Objetivos
1. Indique se cada afirmação abaixo está de acordo com o trecho sobre a agricultura guarani e kaiowá, respondendo sim ou não e citando literalmente as palavras do trecho que decidem a resposta: (a) Tito Vilhalva tem 104 anos; (b) a aldeia Laranjeira Nhanderu fica no município de Rio Brilhante; (c) nos SAFs se planta uma única espécie.
2. Liste todas as pessoas mencionadas pelo nome no trecho sobre a agricultura guarani e kaiowá.
3. Dê continuidade ao trecho sobre a agricultura guarani e kaiowá a partir da última frase apresentada.

Trecho selecionado
* * *
Tanto no plantio, como na troca de sementes, os rezadores guarani e kaiowá entoaram cantos que tem como objetivo proteger as plantas e garantir que elas cresçam fortes e sadias. “Esse é o veneno indígena”, brincou Tito Vilhalva, de 104 anos, principal liderança da aldeia Guyraroka.
Valorizando a comida tradicional
Na segunda aldeia visitada, chamada Laranjeira Nhanderu, no município de Rio Brilhante, o foco foi a alimentação. E comer alimentos plantados nos territórios, afirmaram os indígenas presentes, é um pré-requisito para uma boa condição de saúde. “A gente não se dá conta, mas o desanimo que sentimos, muitas vezes é causado pelo que comemos. Comida industrializada, com aditivos e conservantes, não faz bem para saúde. Precisamos voltar a comer como nossos antepassados, os produtos das nossas roças, sem veneno e fertilizantes. Esses alimentos davam força para eles dançarem doze horas seguidas”, alertou Alzanir. “A terra tem que descansar para plantar de novo. Na monocultura em larga escala, eles precisam usar fertilizantes e agrotóxicos, porque não dão o tempo para terra se recuperar. A terra está enfraquecida, e o alimento produzido nessa terra doente, também adoece a gente” pontuou Eliel Benites, do povo Guarani-Kaiowá.
“Os SAFs são uma boa estratégia para nossa realidade de hoje, de territórios limitados. Antigamente, nossos antepassados circulavam por uma área muito grande, e iam variando as áreas de plantio. Hoje não temos espaço para isso, e precisamos de estratégias para manter o solo sempre forte, fértil e produtivo. Os SAFs oferecem essas respostas”, explicou Marcelino Apurinã. Nestes plantios, são combinadas diferentes espécies nativas alimentares, madeireiras, e florestais, para construir um sistema ecológico saudável. Assim, é possível produzir alimentos e matérias primas, sem desmatar e usar agrotóxicos e fertilizantes.
* * *
Dados
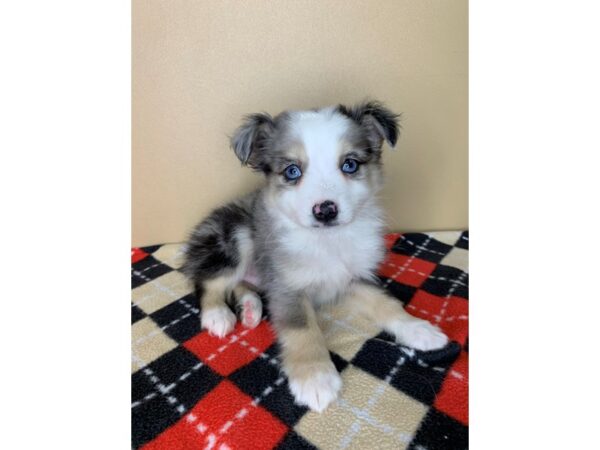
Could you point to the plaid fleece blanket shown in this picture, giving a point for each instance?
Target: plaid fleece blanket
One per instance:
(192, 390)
* * *
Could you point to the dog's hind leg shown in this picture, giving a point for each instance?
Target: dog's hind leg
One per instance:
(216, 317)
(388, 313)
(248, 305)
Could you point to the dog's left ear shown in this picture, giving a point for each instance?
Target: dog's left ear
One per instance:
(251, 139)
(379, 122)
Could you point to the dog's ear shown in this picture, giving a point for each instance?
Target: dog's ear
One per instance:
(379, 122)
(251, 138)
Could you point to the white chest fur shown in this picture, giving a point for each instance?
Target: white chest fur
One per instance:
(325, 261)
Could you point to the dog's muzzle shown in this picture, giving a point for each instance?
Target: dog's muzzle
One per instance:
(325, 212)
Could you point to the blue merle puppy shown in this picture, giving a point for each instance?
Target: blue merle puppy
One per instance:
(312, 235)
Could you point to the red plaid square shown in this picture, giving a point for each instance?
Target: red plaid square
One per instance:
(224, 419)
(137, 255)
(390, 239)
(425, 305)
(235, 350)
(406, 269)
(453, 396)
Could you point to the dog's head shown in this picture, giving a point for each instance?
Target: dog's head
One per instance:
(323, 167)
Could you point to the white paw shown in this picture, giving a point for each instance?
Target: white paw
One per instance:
* * *
Respostas por tarefa
1.
(a) Sim: "Tito Vilhalva, de 104 anos".
(b) Sim: "chamada Laranjeira Nhanderu, no município de Rio Brilhante".
(c) Não: "são combinadas diferentes espécies nativas alimentares, madeireiras, e florestais".

2.
Tito Vilhalva
Alzanir
Eliel Benites
Marcelino Apurinã

3.
Dona Maria dos Anjos relatou que os SAFs diminuíram a dependência de sua comunidade da comida comprada em mercados: “Agora nós escolhemos o que vamos comer. Temos muita macaxeira, banana, pupunha, tucumã, ingá, abacaxi”. Os alimentos cultivados nos territórios, em especial em áreas próximas aos centros urbanos, muitas vezes são desvalorizados pelas novas gerações, cujo interesse está voltado aos produtos industrializados dos supermercados. Pensando em evidenciar as potencialidades culinárias dos alimentos cultivados, cada comitiva indígena presente foi convidada a preparar um prato tradicional de seu povo. Assim, formou-se um verdadeiro banquete com muito peixe assado, caldeiradas, mujeca, beiju, tacate de banana da terra e mamão verde cozido.
Seu Marcelino e dona Maria apresentaram alguns produtos de seus SAFs, como as farinhas de mandioca, macaxeira e tapioca, o tucumã, e o colorau. Também levaram mel produzido no território, e óleo de copaíba. “A riqueza para os povos indígenas nunca foi dinheiro, e sim viver bem, na floresta, com fartura de comida. E a gente está nesse caminho” comemorou o cacique Marcelino.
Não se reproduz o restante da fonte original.